Point placement records

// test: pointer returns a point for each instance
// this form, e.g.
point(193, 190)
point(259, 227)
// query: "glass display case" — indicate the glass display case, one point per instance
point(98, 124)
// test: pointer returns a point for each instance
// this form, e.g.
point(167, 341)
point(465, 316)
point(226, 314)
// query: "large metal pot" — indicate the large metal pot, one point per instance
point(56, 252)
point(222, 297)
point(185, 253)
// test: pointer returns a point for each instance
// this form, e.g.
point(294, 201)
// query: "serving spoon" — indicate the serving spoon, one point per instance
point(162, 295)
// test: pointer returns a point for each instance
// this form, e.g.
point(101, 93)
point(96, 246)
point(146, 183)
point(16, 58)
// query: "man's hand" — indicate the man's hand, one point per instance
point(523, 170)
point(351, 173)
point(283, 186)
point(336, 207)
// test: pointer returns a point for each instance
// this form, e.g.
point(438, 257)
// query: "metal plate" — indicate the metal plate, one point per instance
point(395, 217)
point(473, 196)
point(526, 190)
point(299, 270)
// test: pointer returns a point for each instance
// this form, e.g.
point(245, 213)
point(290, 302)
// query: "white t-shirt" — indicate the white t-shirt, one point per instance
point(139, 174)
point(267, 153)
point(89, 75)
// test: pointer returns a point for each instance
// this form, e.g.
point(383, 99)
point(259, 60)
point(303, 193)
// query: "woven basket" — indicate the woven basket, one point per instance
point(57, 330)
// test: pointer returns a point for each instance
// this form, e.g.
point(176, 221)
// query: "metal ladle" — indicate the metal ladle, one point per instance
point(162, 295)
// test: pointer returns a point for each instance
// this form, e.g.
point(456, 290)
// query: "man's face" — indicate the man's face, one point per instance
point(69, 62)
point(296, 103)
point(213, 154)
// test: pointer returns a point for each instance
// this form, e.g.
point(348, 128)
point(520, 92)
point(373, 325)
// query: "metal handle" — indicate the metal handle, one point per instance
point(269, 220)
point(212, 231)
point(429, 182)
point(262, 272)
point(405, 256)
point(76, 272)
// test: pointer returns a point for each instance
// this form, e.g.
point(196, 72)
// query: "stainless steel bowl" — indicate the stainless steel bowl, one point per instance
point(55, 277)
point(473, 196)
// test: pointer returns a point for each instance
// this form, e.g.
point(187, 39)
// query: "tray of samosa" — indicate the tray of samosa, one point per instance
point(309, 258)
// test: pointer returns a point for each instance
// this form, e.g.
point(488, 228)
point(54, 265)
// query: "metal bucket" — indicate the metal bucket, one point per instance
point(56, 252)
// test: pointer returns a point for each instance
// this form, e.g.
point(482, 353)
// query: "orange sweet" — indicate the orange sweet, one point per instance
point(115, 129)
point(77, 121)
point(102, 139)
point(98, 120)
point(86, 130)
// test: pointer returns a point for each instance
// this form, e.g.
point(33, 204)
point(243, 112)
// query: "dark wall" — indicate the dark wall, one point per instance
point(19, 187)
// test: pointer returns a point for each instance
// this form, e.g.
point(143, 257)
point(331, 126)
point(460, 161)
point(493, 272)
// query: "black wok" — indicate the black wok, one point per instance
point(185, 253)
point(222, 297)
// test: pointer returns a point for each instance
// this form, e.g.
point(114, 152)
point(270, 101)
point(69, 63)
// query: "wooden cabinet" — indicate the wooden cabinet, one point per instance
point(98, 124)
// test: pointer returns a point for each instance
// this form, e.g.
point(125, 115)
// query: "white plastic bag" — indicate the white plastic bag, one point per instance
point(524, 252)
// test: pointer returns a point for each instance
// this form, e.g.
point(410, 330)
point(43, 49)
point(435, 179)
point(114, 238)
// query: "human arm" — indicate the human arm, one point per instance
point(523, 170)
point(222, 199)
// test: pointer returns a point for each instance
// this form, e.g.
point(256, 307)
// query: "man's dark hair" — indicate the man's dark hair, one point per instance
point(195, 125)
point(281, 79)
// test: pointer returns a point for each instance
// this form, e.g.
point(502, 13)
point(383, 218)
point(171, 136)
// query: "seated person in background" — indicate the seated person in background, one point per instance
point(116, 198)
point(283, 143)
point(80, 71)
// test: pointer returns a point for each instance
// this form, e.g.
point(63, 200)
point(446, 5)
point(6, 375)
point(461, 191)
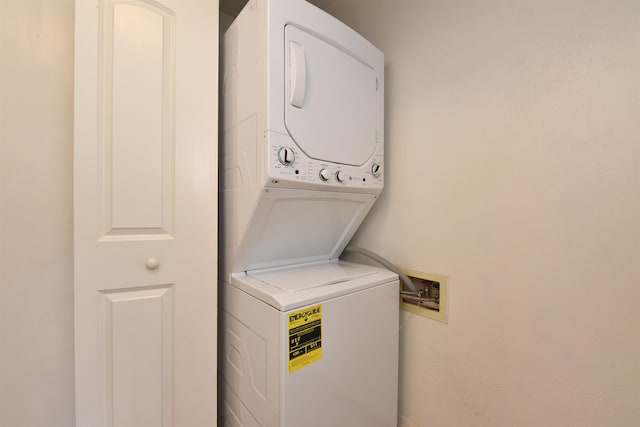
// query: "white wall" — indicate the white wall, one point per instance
point(513, 138)
point(36, 213)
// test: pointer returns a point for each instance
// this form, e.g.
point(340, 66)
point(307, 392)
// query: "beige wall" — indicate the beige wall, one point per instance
point(36, 213)
point(513, 138)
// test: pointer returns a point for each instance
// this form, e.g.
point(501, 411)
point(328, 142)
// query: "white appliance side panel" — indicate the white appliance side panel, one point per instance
point(331, 105)
point(355, 383)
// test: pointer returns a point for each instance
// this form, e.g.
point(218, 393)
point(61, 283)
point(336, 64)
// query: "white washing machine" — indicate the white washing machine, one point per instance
point(305, 339)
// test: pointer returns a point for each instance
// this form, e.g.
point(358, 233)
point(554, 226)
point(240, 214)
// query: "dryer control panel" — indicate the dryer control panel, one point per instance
point(290, 166)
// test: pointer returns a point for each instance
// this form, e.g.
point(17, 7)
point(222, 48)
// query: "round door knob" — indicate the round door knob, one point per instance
point(286, 156)
point(376, 170)
point(152, 263)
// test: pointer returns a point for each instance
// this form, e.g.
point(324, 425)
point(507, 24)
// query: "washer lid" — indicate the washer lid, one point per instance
point(293, 279)
point(331, 100)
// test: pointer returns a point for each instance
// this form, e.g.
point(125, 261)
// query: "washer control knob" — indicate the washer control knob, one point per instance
point(376, 170)
point(286, 156)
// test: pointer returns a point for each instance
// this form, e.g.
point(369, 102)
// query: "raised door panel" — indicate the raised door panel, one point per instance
point(145, 214)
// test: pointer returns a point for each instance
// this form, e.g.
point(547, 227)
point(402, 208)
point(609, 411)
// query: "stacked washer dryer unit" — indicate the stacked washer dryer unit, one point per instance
point(305, 339)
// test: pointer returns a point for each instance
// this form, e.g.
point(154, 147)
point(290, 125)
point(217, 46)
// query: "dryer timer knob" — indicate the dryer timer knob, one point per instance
point(324, 174)
point(286, 156)
point(376, 170)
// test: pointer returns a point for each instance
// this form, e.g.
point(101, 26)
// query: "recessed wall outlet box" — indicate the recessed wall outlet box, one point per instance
point(432, 296)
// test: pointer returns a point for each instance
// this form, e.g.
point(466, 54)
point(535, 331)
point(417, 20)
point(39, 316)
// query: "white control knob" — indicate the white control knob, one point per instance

**Given exercise**. Give the entries again word for word, but skip the pictures.

**Problem solution**.
// test: pointer returns a point for each instance
// this form, e.g.
point(193, 190)
point(259, 227)
// query: "glass display case" — indicate the glass display case, one point per instance
point(98, 124)
// test: pointer returns a point for each instance
// this form, e.g.
point(167, 341)
point(465, 316)
point(226, 314)
// query: "large metal pot" — indicate the large metal pot, one point per instance
point(56, 252)
point(222, 297)
point(185, 253)
// test: pointer returns a point for each instance
// this form, e.g.
point(294, 201)
// query: "serving spoon" — indicate the serving spoon, one point per instance
point(162, 295)
// test: pointer returns a point for each instance
// this form, e.g.
point(101, 93)
point(96, 246)
point(146, 183)
point(16, 58)
// query: "man's hand" — indicate the man's hand, one point per instance
point(523, 170)
point(351, 173)
point(283, 186)
point(336, 207)
// test: pointer returns a point for each instance
// this form, e.g.
point(438, 257)
// query: "metal plate" — indicate the metal plate, one point per instance
point(395, 217)
point(473, 196)
point(526, 190)
point(299, 270)
// test: pointer returns a point for each instance
// this form, e.g.
point(245, 213)
point(290, 302)
// query: "white t-shirt" — indicate the white t-shirt, one point per instance
point(139, 174)
point(267, 153)
point(89, 75)
// test: pointer returns a point for each instance
// this form, e.g.
point(383, 99)
point(259, 60)
point(303, 193)
// query: "woven basket" — indicate the woven basket, one point per instance
point(57, 330)
// test: pointer returns a point for each instance
// this form, e.g.
point(176, 221)
// query: "metal ladle" — indicate the metal ladle, one point per instance
point(162, 295)
// test: pointer returns a point for each instance
// this form, e.g.
point(456, 290)
// query: "man's face" — indicate the man's face, one point per instance
point(69, 62)
point(296, 103)
point(213, 154)
// test: pointer returns a point for each instance
// this form, e.g.
point(348, 128)
point(520, 92)
point(373, 325)
// query: "metal handle" — indicate the metal handle, one point per instance
point(269, 220)
point(212, 231)
point(429, 182)
point(262, 272)
point(405, 256)
point(76, 272)
// test: pointer returns a point for each instance
// this form, e.g.
point(196, 72)
// query: "stainless steel bowl" — indicate the stainless steel bowl, one point per instance
point(55, 277)
point(473, 196)
// test: pointer returns a point for each instance
// this form, e.g.
point(187, 39)
// query: "tray of samosa" — indicate the tray of samosa, one point per instance
point(309, 258)
// test: pointer returns a point for each instance
// this form, e.g.
point(488, 228)
point(54, 265)
// query: "metal bucket" — indicate the metal bucket, one point per instance
point(56, 252)
// test: pointer returns a point for each instance
// this form, e.g.
point(482, 353)
// query: "orange sweet" — indicate the orange sweet, one point per instance
point(115, 129)
point(77, 121)
point(102, 139)
point(98, 120)
point(86, 130)
// test: pointer returns a point for each instance
// this form, e.g.
point(33, 204)
point(243, 112)
// query: "dark wall" — indicate the dark wall, one point per instance
point(19, 187)
// test: pointer returns a point for each instance
// this form, e.g.
point(143, 257)
point(331, 126)
point(460, 161)
point(493, 272)
// query: "black wok" — indicate the black wok, one point per instance
point(185, 253)
point(222, 297)
// test: pointer returns a point for each instance
// this form, e.g.
point(114, 152)
point(270, 101)
point(69, 63)
// query: "wooden cabinet" — indicate the wooden cabinet, one point per instance
point(98, 124)
// test: pointer returns a point for each instance
// this form, e.g.
point(125, 115)
// query: "white plastic bag" — indicate the white plastic bag, one point per instance
point(524, 252)
// test: pointer returns a point for each instance
// this form, e.g.
point(410, 330)
point(43, 49)
point(435, 179)
point(114, 238)
// query: "human arm" — indicate the human arm, one point per instance
point(523, 170)
point(222, 199)
// test: pointer returns a point for each instance
// this form, e.g.
point(256, 307)
// query: "man's dark hair" — indicate the man's dark hair, one point per instance
point(195, 125)
point(281, 79)
// test: pointer returns a point for each instance
// this form, e.g.
point(502, 13)
point(383, 218)
point(171, 136)
// query: "seated person in background" — indicate the seated person in background, one point per instance
point(116, 198)
point(283, 143)
point(80, 71)
// test: pointer returns a point for each instance
// this form, e.g.
point(63, 200)
point(446, 5)
point(6, 375)
point(461, 191)
// query: "white wall" — indicate the white wall, one point per instance
point(513, 138)
point(36, 213)
// test: pointer returns a point for each instance
// this form, e.g.
point(340, 66)
point(307, 392)
// query: "beige wall" — indicate the beige wall, one point per instance
point(36, 213)
point(513, 138)
// test: pointer returns a point for each instance
// this form, e.g.
point(501, 411)
point(328, 142)
// query: "white appliance side panel" — indicate the white appliance side panel, one point per instance
point(331, 105)
point(355, 383)
// test: pointer returns a point for each instance
// this form, e.g.
point(218, 393)
point(61, 283)
point(336, 64)
// query: "white washing machine" — indicate the white washing machine, one point per instance
point(305, 339)
// test: pointer returns a point for each instance
// this form, e.g.
point(358, 233)
point(554, 226)
point(240, 214)
// query: "dryer control panel" — indicate the dryer control panel, one point per instance
point(290, 166)
// test: pointer returns a point for each instance
// this form, e.g.
point(17, 7)
point(222, 48)
// query: "round door knob" — indicate the round door knob, one point per instance
point(286, 156)
point(376, 170)
point(152, 263)
// test: pointer returns a point for each instance
// this form, e.g.
point(324, 425)
point(507, 24)
// query: "washer lid" — indicate the washer lid, one point per instance
point(293, 279)
point(331, 100)
// test: pointer returns a point for each instance
// this form, e.g.
point(125, 261)
// query: "washer control knob" — indicate the washer control knob, one point per instance
point(376, 170)
point(286, 156)
// test: pointer returns a point for each instance
// this form, e.g.
point(369, 102)
// query: "raised door panel" — indicate the raised door panel, one point per instance
point(145, 214)
// test: pointer returns a point for each instance
// this form, e.g.
point(547, 227)
point(402, 208)
point(609, 411)
// query: "stacked washer dryer unit" — indicate the stacked washer dryer unit, one point per instance
point(305, 339)
// test: pointer returns a point for each instance
// this form, e.g.
point(154, 147)
point(290, 125)
point(217, 46)
// query: "dryer timer knob" — indicate the dryer timer knob, one point per instance
point(324, 174)
point(286, 156)
point(376, 170)
// test: pointer returns a point for each instance
// this form, e.g.
point(101, 26)
// query: "recessed wall outlet box" — indicate the recessed wall outlet box, one point per instance
point(432, 296)
// test: pointer returns a point for each instance
// this form, e.g.
point(466, 54)
point(535, 331)
point(417, 20)
point(39, 316)
// query: "white control knob" — indicate the white control knob, one point per instance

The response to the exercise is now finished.